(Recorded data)
○ ○ ○ ○ ○

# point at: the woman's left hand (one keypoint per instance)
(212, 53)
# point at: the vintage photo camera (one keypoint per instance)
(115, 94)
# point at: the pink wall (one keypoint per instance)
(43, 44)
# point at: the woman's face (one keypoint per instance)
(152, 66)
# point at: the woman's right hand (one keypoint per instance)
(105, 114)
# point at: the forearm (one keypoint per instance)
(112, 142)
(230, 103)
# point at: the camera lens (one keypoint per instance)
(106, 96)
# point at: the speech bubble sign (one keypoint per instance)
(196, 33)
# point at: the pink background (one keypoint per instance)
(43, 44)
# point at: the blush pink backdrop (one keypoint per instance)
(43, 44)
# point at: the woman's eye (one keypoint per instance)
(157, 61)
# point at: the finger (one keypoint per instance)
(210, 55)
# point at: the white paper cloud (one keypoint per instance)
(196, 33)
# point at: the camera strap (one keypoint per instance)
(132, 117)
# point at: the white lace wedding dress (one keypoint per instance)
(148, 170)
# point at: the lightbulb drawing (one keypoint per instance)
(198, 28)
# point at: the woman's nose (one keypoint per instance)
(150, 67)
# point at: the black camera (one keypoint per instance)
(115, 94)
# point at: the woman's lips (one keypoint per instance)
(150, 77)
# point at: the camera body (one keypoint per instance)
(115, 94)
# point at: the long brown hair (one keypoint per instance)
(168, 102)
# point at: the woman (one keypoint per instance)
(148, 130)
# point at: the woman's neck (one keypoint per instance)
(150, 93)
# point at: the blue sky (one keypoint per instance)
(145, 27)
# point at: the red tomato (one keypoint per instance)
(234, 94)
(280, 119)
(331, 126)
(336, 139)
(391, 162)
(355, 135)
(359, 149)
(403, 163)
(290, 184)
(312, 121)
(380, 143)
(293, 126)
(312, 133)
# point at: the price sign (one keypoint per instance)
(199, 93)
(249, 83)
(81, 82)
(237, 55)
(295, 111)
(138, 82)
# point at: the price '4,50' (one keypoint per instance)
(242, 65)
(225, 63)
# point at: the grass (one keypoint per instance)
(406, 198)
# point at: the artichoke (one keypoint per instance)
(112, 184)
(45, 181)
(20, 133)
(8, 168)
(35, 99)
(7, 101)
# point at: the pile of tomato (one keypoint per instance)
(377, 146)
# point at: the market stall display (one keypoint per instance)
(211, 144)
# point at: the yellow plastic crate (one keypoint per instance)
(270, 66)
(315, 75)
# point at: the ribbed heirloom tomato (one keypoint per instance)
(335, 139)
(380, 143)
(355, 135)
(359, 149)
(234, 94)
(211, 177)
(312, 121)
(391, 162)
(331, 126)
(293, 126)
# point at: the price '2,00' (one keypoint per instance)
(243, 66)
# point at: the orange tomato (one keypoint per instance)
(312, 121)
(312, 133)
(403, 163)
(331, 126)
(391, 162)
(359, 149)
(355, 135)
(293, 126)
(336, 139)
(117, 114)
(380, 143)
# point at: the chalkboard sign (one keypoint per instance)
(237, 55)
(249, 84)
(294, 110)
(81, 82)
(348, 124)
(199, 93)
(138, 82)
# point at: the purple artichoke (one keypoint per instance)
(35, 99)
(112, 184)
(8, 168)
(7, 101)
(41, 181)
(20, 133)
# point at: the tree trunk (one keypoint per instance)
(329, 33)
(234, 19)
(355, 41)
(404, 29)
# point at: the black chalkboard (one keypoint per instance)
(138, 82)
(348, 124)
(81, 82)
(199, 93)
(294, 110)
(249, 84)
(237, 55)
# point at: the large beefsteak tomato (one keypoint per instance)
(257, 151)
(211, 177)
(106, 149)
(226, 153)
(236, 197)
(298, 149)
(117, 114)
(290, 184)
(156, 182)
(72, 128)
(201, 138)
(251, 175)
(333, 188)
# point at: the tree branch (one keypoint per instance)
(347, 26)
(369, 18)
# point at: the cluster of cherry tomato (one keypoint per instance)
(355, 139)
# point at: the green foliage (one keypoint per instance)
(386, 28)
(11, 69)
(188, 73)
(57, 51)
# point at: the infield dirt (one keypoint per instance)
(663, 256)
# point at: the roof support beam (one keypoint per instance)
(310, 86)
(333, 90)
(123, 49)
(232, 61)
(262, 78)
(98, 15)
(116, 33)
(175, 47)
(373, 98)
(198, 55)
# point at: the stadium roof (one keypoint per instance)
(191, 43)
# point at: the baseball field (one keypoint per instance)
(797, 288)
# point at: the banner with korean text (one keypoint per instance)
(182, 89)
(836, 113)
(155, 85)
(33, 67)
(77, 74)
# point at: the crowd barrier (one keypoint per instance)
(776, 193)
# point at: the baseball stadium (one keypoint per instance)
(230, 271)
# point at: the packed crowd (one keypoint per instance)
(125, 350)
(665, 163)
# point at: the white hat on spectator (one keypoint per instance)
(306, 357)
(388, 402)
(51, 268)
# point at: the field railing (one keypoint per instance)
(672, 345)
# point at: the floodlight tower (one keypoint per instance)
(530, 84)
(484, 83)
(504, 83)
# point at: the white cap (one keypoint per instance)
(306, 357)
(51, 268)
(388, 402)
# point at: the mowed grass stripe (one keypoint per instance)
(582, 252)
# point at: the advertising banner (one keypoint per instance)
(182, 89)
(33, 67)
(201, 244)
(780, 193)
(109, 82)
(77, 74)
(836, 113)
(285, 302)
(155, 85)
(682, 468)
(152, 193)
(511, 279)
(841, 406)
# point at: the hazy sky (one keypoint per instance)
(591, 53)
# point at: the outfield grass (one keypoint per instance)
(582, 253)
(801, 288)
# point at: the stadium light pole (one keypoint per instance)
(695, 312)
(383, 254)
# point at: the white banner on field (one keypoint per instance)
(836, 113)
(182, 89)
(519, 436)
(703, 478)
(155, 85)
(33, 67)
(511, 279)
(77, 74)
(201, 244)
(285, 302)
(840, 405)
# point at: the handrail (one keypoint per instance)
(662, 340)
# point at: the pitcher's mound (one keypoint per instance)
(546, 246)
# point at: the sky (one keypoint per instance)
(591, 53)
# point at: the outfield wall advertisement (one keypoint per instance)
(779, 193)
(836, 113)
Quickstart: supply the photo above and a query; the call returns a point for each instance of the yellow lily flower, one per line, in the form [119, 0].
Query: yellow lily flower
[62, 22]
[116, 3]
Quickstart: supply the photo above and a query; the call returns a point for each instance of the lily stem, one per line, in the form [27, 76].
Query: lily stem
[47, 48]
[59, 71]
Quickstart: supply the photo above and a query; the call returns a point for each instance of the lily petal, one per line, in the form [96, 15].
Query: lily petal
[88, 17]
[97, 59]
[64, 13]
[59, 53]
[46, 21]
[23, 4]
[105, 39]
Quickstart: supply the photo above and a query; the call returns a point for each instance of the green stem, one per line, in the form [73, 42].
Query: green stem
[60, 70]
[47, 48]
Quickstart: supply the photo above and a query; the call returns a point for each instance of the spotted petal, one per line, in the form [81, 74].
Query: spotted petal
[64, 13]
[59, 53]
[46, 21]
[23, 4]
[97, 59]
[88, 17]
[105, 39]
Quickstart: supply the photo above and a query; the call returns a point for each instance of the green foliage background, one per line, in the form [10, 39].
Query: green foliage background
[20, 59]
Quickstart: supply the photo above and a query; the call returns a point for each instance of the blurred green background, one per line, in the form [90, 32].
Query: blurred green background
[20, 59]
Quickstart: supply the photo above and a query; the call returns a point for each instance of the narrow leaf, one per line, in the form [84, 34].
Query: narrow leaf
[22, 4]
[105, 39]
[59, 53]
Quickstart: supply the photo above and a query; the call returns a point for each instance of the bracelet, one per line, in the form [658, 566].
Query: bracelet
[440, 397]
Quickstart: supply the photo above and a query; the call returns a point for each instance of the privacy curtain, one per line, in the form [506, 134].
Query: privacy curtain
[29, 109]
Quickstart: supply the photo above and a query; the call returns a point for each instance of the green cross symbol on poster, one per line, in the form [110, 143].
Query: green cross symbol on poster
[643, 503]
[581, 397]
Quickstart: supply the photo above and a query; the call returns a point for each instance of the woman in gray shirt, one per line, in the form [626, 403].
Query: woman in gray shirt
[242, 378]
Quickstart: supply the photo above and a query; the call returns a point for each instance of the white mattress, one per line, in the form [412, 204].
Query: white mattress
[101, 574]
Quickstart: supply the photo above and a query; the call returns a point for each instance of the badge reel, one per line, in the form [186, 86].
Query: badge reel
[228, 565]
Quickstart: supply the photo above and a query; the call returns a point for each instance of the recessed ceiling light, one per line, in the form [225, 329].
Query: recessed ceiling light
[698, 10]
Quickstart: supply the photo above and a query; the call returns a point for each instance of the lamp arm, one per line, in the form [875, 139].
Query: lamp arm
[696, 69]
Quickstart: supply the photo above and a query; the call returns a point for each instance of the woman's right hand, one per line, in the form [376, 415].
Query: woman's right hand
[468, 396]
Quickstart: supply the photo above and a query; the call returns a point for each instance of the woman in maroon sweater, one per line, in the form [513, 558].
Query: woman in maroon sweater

○ ○ ○ ○ ○

Your task is to return each line of the data above that contains the string "maroon".

Quickstart: supply the photo above and a query; the call returns a point for each instance of the woman in maroon sweater, one per line, in the form [513, 558].
Query: woman in maroon sweater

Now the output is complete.